▶ _Work request_
Each record that follows must be given again without alteration.

▶ _Exercise material_
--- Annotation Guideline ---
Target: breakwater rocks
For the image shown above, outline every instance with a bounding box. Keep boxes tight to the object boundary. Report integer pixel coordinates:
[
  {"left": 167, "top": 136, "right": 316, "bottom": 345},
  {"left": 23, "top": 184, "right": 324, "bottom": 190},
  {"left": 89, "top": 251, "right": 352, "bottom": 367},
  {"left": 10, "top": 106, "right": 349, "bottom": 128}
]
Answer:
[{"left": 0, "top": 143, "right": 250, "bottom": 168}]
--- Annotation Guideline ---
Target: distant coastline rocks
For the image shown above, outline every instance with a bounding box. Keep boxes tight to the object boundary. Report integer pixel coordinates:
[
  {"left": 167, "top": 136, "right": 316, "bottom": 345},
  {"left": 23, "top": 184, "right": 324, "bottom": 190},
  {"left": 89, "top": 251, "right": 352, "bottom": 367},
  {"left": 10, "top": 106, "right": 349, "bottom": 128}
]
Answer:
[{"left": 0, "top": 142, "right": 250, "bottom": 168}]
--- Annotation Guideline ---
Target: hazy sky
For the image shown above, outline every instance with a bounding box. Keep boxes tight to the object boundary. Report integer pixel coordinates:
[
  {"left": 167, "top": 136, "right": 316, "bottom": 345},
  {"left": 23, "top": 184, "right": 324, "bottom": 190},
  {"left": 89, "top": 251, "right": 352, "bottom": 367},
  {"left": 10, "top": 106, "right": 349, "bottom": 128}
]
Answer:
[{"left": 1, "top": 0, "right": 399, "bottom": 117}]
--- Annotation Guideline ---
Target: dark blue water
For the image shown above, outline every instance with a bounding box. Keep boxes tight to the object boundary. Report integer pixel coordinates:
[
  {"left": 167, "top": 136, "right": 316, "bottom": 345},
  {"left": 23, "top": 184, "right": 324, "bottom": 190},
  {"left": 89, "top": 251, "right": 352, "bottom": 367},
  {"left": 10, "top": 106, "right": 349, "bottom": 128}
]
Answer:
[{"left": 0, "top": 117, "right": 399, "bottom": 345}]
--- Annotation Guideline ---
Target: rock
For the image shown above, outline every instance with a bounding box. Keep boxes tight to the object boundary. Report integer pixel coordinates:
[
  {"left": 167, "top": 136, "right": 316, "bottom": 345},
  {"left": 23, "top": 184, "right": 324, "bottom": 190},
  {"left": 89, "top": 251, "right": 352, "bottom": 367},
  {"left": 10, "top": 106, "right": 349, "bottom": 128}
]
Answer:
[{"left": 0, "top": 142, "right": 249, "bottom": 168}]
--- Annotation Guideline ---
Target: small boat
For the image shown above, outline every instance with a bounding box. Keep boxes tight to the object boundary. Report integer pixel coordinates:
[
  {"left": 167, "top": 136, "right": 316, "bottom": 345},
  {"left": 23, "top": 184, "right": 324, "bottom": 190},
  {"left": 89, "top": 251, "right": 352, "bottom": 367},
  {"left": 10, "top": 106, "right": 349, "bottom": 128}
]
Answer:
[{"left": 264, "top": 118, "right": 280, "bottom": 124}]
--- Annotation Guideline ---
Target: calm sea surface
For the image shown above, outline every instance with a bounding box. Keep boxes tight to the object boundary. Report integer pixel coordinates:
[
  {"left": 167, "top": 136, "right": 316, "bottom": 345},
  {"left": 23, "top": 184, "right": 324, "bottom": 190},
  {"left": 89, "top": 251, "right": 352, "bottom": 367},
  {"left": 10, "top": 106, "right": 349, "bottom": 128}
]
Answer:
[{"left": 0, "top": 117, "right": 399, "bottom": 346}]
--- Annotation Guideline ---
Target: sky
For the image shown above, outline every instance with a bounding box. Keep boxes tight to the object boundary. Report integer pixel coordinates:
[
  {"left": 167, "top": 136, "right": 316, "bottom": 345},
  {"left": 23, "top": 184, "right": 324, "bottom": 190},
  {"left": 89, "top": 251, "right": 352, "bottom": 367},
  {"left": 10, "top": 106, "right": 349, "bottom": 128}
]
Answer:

▶ _Written solution_
--- Annotation Guideline ---
Target: breakwater rocks
For the image shown above, outline every instance with a bounding box. Keep boxes tight to the object boundary. Report integer pixel coordinates:
[
  {"left": 167, "top": 136, "right": 316, "bottom": 345},
  {"left": 23, "top": 184, "right": 324, "bottom": 190},
  {"left": 89, "top": 251, "right": 352, "bottom": 367},
  {"left": 10, "top": 106, "right": 349, "bottom": 128}
]
Answer:
[{"left": 0, "top": 143, "right": 250, "bottom": 168}]
--- Annotation Guideline ---
Target: distant coastline rocks
For the image shown above, outline every instance with a bounding box. Keep boxes tight to the object boundary. Report integer pixel coordinates:
[
  {"left": 167, "top": 136, "right": 316, "bottom": 345},
  {"left": 23, "top": 184, "right": 324, "bottom": 190},
  {"left": 89, "top": 251, "right": 352, "bottom": 367},
  {"left": 10, "top": 106, "right": 349, "bottom": 128}
]
Answer:
[{"left": 0, "top": 142, "right": 250, "bottom": 168}]
--- Annotation Guideline ---
Target: hazy sky
For the image shown above, outline every instance with a bounding box. Keep boxes tight to the object boundary. Report integer pixel coordinates:
[
  {"left": 167, "top": 136, "right": 316, "bottom": 345},
  {"left": 23, "top": 184, "right": 324, "bottom": 190},
  {"left": 89, "top": 251, "right": 352, "bottom": 367},
  {"left": 10, "top": 106, "right": 349, "bottom": 128}
]
Answer:
[{"left": 1, "top": 0, "right": 399, "bottom": 117}]
--- Annotation Guideline ---
Target: dark blue water
For the image shown above, outline every instance with a bounding box. Keep boxes tight to the object boundary. Report integer pixel coordinates:
[
  {"left": 167, "top": 136, "right": 316, "bottom": 345},
  {"left": 23, "top": 184, "right": 324, "bottom": 190},
  {"left": 89, "top": 251, "right": 352, "bottom": 367},
  {"left": 10, "top": 106, "right": 349, "bottom": 128}
]
Answer:
[{"left": 0, "top": 117, "right": 399, "bottom": 345}]
--- Annotation Guideline ---
Target: rock
For the image shown above, outline every instance with a bounding box. Keep boxes tight to the object boundary. Report integer pixel coordinates:
[
  {"left": 167, "top": 136, "right": 316, "bottom": 345},
  {"left": 23, "top": 184, "right": 324, "bottom": 190},
  {"left": 89, "top": 251, "right": 352, "bottom": 367},
  {"left": 10, "top": 106, "right": 349, "bottom": 128}
]
Answer:
[{"left": 0, "top": 142, "right": 249, "bottom": 168}]
--- Annotation Guideline ---
Target: small boat
For the image shown above, outline every instance with a bounding box. Keep boxes tight to the object boundary. Report integer pixel coordinates:
[
  {"left": 167, "top": 136, "right": 316, "bottom": 345},
  {"left": 23, "top": 184, "right": 324, "bottom": 190},
  {"left": 89, "top": 251, "right": 352, "bottom": 367},
  {"left": 10, "top": 106, "right": 349, "bottom": 128}
]
Answer:
[{"left": 264, "top": 118, "right": 280, "bottom": 124}]
--- Annotation Guideline ---
Target: calm sea surface
For the image shown above, outline every instance with a bounding box. Keep boxes tight to the object boundary. Report integer pixel coordinates:
[
  {"left": 167, "top": 136, "right": 316, "bottom": 345},
  {"left": 23, "top": 184, "right": 324, "bottom": 190},
  {"left": 89, "top": 251, "right": 352, "bottom": 367},
  {"left": 10, "top": 106, "right": 349, "bottom": 128}
]
Answer:
[{"left": 0, "top": 117, "right": 399, "bottom": 346}]
--- Annotation Guideline ---
Target: sky
For the image shown above, outline every instance with a bounding box. Keep boxes tight to the object boundary. Report integer pixel coordinates:
[
  {"left": 167, "top": 136, "right": 316, "bottom": 345},
  {"left": 23, "top": 184, "right": 324, "bottom": 190},
  {"left": 89, "top": 251, "right": 352, "bottom": 367},
  {"left": 10, "top": 106, "right": 349, "bottom": 128}
]
Answer:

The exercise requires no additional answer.